Record extracts =>

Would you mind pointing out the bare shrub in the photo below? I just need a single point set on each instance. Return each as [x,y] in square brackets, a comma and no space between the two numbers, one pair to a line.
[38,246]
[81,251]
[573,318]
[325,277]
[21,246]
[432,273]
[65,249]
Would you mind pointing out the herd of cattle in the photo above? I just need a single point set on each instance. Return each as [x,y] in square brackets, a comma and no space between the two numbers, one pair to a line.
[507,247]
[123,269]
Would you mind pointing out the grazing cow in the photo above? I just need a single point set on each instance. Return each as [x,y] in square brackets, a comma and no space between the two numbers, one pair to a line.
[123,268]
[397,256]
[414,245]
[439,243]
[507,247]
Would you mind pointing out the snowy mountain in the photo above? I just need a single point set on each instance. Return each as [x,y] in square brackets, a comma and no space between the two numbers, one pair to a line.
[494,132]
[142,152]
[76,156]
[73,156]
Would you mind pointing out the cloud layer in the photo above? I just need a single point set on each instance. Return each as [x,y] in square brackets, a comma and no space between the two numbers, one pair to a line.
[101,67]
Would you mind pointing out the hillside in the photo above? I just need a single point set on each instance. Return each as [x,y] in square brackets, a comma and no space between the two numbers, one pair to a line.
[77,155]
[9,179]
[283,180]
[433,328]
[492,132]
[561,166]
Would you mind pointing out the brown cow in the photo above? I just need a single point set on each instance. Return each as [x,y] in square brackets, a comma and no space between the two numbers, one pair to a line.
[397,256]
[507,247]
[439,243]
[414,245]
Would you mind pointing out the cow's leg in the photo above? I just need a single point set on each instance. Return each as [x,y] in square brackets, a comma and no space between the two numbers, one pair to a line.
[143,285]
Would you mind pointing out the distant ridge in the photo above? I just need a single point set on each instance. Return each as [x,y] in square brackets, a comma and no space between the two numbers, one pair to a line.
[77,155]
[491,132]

Exercise brief =>
Produce an exact transcription of the lines from the one containing "Would you mind pointing out the cow's" through the end of the records, both included, and no other lines.

Finished task =>
Would you mind pointing out the cow's leg in the photo above? I just need a single point set on each instance. Return each as [x,y] in square brackets, a comma and no space between the two numbers, one pair to a line.
[143,285]
Would you mind pointing out the distant ridge in the photo above? I just need a single point set on each instance. Return each as [x,y] in square brackets, a comma and no space between the two numbers, one pair to a line.
[77,155]
[491,132]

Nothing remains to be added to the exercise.